### What the exercise asks
Retype, word for word, every line of the records below starting at the one that contains "query: covered porch" and ending at the one that contains "Provide the mask of every instance of the covered"; include both of those lines and nothing more.

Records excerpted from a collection
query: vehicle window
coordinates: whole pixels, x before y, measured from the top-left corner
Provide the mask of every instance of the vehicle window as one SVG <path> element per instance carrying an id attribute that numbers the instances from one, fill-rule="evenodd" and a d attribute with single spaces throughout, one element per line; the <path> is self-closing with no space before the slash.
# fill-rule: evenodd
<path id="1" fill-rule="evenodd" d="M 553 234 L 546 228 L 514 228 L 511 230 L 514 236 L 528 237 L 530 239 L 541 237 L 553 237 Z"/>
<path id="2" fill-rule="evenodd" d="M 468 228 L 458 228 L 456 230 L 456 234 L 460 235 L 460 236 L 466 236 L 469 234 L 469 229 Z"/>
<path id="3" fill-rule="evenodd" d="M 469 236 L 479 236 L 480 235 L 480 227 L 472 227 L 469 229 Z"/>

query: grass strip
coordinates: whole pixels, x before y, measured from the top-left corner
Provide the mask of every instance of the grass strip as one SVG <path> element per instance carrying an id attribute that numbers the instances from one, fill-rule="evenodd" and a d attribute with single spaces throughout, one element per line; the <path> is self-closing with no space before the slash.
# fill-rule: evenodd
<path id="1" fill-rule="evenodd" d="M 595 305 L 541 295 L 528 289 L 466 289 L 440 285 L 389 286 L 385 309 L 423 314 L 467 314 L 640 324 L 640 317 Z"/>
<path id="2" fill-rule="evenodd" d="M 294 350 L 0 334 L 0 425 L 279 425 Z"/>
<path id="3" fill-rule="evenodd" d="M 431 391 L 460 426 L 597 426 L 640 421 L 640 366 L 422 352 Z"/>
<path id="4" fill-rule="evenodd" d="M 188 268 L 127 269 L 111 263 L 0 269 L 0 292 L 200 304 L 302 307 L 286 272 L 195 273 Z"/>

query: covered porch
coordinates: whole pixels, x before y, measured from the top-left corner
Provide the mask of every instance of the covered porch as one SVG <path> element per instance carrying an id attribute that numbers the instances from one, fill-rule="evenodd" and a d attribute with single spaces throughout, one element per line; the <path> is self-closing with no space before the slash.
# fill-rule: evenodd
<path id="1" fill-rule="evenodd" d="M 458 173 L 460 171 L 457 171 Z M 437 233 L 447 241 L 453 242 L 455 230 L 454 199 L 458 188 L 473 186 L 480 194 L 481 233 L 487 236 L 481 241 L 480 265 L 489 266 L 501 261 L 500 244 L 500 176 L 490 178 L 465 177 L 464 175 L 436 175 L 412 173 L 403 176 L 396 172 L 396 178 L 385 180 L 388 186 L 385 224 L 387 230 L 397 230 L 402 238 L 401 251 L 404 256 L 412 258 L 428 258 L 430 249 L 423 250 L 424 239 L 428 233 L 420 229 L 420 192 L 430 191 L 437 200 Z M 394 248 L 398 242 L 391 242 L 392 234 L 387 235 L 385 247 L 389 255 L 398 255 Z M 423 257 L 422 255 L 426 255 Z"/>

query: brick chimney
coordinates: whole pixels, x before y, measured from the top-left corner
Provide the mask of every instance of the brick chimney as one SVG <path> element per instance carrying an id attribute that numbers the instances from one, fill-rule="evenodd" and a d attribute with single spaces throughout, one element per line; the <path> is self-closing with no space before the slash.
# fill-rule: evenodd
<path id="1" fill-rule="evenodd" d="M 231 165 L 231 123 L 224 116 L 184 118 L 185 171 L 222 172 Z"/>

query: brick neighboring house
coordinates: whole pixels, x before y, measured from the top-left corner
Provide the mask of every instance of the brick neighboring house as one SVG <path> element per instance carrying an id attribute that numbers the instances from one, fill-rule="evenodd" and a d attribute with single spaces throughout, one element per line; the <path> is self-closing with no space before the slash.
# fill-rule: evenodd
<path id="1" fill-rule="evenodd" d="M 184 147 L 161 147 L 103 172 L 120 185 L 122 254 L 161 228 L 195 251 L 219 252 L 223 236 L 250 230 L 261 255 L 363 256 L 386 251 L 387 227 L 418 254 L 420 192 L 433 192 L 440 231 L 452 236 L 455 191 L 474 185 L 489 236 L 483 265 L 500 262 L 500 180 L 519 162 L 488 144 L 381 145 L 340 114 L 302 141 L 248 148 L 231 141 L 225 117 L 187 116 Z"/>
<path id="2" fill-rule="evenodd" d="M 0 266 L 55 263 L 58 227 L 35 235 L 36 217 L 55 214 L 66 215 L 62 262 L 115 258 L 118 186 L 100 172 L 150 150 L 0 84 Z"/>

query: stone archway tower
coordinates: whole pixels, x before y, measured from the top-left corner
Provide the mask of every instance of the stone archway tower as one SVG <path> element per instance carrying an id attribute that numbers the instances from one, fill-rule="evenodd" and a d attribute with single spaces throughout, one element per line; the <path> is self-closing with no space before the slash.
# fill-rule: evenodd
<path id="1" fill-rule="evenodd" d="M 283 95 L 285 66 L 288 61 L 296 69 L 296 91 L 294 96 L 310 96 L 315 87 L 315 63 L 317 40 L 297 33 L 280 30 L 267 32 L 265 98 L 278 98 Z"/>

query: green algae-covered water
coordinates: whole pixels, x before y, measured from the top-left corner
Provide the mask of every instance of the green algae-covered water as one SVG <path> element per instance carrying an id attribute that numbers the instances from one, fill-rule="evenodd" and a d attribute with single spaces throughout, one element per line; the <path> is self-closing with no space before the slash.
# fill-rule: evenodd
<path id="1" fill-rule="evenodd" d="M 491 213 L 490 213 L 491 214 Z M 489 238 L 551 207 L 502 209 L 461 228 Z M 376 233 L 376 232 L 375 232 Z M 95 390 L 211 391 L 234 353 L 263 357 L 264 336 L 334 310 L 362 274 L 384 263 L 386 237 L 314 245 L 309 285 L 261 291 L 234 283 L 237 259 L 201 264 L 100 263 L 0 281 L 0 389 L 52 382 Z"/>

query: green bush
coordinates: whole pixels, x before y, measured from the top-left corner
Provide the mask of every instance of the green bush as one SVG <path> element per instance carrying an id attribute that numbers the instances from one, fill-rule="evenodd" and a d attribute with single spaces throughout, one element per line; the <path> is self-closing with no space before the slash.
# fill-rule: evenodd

---

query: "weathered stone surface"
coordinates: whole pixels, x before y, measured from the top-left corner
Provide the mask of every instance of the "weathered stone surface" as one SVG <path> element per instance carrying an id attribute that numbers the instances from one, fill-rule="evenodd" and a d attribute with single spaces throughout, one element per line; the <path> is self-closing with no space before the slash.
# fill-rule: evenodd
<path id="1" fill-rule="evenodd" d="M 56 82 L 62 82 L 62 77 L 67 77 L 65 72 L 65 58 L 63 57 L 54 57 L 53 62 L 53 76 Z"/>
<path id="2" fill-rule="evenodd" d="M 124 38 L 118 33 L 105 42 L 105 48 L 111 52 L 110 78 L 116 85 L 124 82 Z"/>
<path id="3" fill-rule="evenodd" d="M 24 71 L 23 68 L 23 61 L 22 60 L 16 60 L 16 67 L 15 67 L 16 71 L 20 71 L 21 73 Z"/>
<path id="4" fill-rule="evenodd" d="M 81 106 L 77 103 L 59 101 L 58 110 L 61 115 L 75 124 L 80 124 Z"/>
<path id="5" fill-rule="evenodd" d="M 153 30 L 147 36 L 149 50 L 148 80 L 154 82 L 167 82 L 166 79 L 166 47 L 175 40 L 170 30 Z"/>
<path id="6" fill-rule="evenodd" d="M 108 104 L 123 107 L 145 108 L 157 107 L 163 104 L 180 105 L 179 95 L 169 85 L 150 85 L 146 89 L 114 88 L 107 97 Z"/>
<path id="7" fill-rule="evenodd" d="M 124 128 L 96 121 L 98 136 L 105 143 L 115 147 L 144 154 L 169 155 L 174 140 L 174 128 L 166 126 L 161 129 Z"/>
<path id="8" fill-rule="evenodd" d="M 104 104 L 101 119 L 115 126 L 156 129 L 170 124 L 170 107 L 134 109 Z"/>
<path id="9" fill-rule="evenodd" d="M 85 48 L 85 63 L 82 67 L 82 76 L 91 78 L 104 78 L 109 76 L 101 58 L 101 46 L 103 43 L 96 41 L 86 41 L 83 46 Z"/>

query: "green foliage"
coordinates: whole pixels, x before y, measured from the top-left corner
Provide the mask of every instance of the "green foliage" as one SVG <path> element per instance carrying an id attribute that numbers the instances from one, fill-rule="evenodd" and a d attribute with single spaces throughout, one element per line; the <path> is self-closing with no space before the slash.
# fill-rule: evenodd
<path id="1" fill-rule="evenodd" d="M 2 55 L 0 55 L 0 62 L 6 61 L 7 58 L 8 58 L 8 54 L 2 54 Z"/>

--

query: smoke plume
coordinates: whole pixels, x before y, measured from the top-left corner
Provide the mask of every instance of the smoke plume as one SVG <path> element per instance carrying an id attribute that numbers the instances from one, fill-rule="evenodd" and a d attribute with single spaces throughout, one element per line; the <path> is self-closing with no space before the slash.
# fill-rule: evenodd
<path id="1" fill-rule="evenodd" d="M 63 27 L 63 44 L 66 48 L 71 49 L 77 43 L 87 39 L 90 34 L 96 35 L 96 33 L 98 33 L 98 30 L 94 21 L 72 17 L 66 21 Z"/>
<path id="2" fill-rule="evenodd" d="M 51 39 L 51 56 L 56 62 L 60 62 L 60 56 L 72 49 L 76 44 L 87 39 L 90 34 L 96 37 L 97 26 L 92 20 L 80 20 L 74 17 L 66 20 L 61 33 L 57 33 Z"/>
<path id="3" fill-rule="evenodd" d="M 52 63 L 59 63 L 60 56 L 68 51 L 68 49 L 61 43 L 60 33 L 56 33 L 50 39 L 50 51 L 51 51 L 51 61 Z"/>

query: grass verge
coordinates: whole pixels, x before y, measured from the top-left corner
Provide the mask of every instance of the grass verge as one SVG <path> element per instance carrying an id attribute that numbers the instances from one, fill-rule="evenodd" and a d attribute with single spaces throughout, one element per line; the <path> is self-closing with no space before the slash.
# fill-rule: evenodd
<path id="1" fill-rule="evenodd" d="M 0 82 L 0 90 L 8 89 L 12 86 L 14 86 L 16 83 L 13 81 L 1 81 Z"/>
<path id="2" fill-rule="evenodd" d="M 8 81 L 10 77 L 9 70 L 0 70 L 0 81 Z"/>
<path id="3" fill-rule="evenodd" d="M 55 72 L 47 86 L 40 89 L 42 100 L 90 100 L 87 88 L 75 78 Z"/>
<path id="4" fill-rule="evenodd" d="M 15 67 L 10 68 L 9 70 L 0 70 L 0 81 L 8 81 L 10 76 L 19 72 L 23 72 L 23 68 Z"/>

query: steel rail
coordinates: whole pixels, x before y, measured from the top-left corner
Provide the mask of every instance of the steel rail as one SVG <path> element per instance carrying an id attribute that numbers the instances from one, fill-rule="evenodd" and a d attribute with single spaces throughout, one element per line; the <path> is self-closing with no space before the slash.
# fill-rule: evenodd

### Answer for this exercise
query: covered porch
coordinates: whole pixels, x before y, measured from the top-left corner
Provide the mask of every instance of the covered porch as one SVG <path> element per instance carrying an id attribute that numbers the instances from one, fill-rule="evenodd" and a d attribute with single spaces throughout, one element per line; the <path> is self-closing with no space before the slash.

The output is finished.